*** Opening of SUPPLIED MATERIAL ***
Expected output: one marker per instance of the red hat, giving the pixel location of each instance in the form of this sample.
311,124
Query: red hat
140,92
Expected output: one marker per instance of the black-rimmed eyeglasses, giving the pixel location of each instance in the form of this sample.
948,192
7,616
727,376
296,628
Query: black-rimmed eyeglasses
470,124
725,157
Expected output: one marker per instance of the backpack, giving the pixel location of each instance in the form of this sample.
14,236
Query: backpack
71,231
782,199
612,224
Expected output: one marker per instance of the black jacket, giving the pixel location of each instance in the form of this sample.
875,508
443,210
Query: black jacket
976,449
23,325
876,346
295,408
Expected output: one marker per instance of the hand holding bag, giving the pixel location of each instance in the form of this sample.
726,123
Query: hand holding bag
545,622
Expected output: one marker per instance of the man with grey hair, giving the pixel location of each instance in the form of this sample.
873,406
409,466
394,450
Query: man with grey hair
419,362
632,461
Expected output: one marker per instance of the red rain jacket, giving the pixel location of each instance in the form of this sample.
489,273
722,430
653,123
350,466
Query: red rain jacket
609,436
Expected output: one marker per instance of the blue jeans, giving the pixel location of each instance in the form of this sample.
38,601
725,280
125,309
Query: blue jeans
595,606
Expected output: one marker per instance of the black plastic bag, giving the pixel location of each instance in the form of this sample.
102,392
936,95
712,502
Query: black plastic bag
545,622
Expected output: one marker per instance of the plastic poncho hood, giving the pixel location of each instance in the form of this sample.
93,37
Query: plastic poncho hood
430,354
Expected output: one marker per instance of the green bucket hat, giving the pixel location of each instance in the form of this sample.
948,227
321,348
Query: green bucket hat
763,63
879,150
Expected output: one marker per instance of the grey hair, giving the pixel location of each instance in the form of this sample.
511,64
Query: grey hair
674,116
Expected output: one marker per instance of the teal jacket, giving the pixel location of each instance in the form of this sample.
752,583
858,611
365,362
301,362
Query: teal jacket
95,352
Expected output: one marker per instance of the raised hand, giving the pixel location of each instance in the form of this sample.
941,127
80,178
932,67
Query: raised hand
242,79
*** Close of SUPPLIED MATERIAL ***
• ASSIGNMENT: Output the records exactly.

• RESULT FOR THIS TASK:
Expected output: one marker per instance of the red hat, giving the pixel location of each instance in the form of this sample.
311,124
Query: red hat
140,92
Expected output: one marker per instance of the black-rimmed eyeglasses, giving the pixel location of each instance in the form of this sample.
948,192
7,616
727,376
296,628
Query: black-rimmed eyeglasses
470,124
725,157
Expected output: one marker per instance of the backpack, giving the pixel location of each instance in the form of this sample.
14,236
Query: backpack
71,231
782,199
612,224
Expected output: one marker per instance of the black jacket, giving the pixel location of each instance in the form of this sample.
875,508
443,210
Query: black jacket
976,449
23,325
876,346
295,408
Expected output: one marker per instance of the hand holding bag, giving the pixel location of each instance in the form of this sample.
726,123
Query: hand holding bag
545,622
Expected output: one marker per instance of the man with grey hair, giving the pixel location of each instance in the form of this sample.
873,406
409,466
394,450
Query: man with grey hair
419,362
632,461
Expected output: one marker per instance of the red rain jacket, giving the pixel location of each instance in the form of this sample.
489,273
722,430
653,123
350,466
Query: red rain jacket
609,436
Expected output: one marker per instance of the blue jeans, giving the pixel location of each instance in the form of this sample.
38,601
725,280
125,309
Query: blue jeans
595,606
Expected output: one marker per instance of the black plastic bag, giving the pixel location of each instance in the form of this sample.
102,392
936,95
712,502
Query: black plastic bag
545,622
Expected output: one marker per instance of the plastic poncho hood, giving the pixel location of each instance in the form of this sample.
93,37
Query: plastic poncho hood
430,354
Expected output: one marker per instance of the green bucket hat, giving the pixel location of each instance in the form of this sample.
948,227
321,348
Query: green bucket hat
763,63
879,150
Expected output: one marker per instance of the grey hair, giving the pixel location of each instance in the form of this sample.
511,64
Query: grey hair
674,116
Expected output: one marker per instance of the teal jacket, giving the pixel location of each instance in the form of this sample.
752,583
858,611
365,362
301,362
Query: teal jacket
95,352
Expected output: one marker per instance of the raised hand, giving the pixel location of each instance in the form of this sample.
941,127
80,178
932,67
Query: raised hand
242,79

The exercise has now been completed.